■ **Aim 1**: From the food truck post below, pull out everything from "I found out" down to "campus for lunch.", word for word.

■ **Page excerpt**:

So if you’re like me, you were concerned when you heard about the new bill stating that food trucks can’t be within 1,500 feet of a school. For those of you who weren’t concerned, you probably didn’t know that in San Francisco, almost everything is within 1,500 feet or 3 blocks of a school. I was worried that this new trend of food trucks being mobile and serving all kinds of food was coming to an end. I felt negative about things and was wondering why the city would even do something like that, so I turned to the Internet.

I found out a little more about the reason behind the bill, which pretty much boils down to obesity. The city and parents are concerned about the easy availably of unhealthy foods close to schools. Mostly the concern is for middle school students, who tend to snack on junk food, and high school students who leave campus for lunch.

I felt less negative about the situation now that I knew the reasons, but 1,500 feet is still too far. This doesn’t leave room for food trucks to park together and hold events like “Off the Grid.”

■ **Exercise materials**:
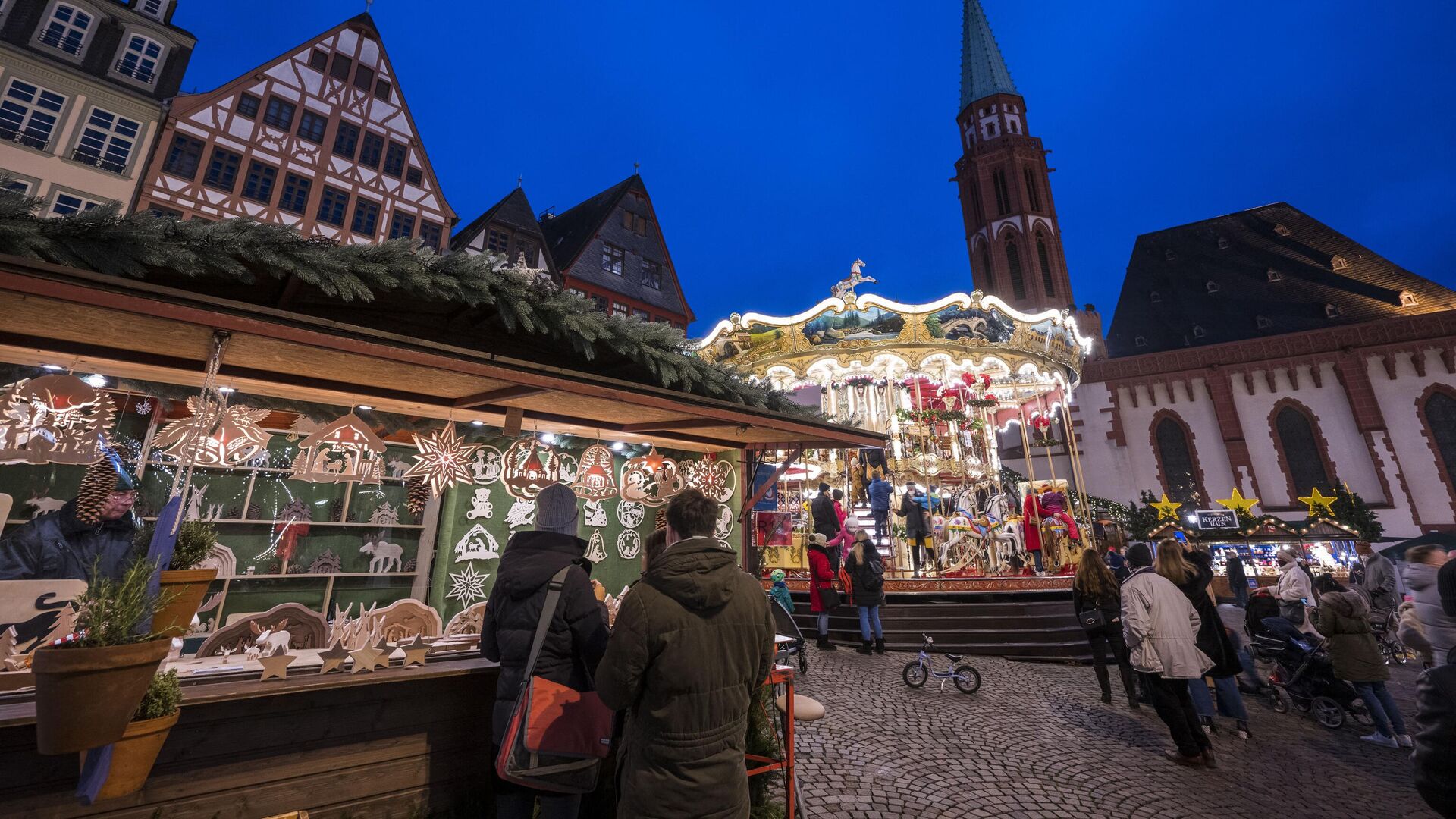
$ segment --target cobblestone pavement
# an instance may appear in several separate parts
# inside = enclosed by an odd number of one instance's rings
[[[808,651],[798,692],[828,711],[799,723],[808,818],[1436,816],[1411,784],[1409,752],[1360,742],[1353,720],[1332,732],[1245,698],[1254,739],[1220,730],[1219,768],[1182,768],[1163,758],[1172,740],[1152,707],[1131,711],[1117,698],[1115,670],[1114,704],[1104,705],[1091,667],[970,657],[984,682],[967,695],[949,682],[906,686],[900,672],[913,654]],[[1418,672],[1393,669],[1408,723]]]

==

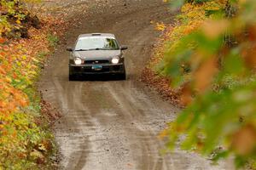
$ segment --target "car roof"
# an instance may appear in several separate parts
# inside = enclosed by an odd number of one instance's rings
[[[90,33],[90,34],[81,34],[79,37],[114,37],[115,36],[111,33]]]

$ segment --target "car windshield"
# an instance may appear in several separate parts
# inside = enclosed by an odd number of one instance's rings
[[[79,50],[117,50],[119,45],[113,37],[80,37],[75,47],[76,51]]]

--

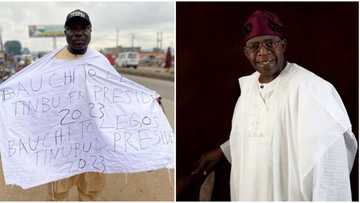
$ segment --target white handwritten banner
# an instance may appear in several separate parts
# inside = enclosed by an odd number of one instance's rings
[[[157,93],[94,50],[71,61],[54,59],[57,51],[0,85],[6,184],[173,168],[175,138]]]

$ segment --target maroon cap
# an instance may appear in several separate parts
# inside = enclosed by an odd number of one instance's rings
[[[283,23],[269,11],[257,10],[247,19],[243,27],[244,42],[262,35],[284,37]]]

■ **Aim 2**: Gather every line in the rows above that contains the string "target".

■ **Problem solution 1**:
I found out a little more about the reason behind the bill, which pretty much boils down to obesity. The city and parents are concerned about the easy availably of unhealthy foods close to schools. Mostly the concern is for middle school students, who tend to snack on junk food, and high school students who leave campus for lunch.

■ **Problem solution 2**:
$ segment --target cobblestone pavement
$ segment --target "car roof"
$ segment --target "car windshield"
$ segment --target white handwritten banner
$ segment --target maroon cap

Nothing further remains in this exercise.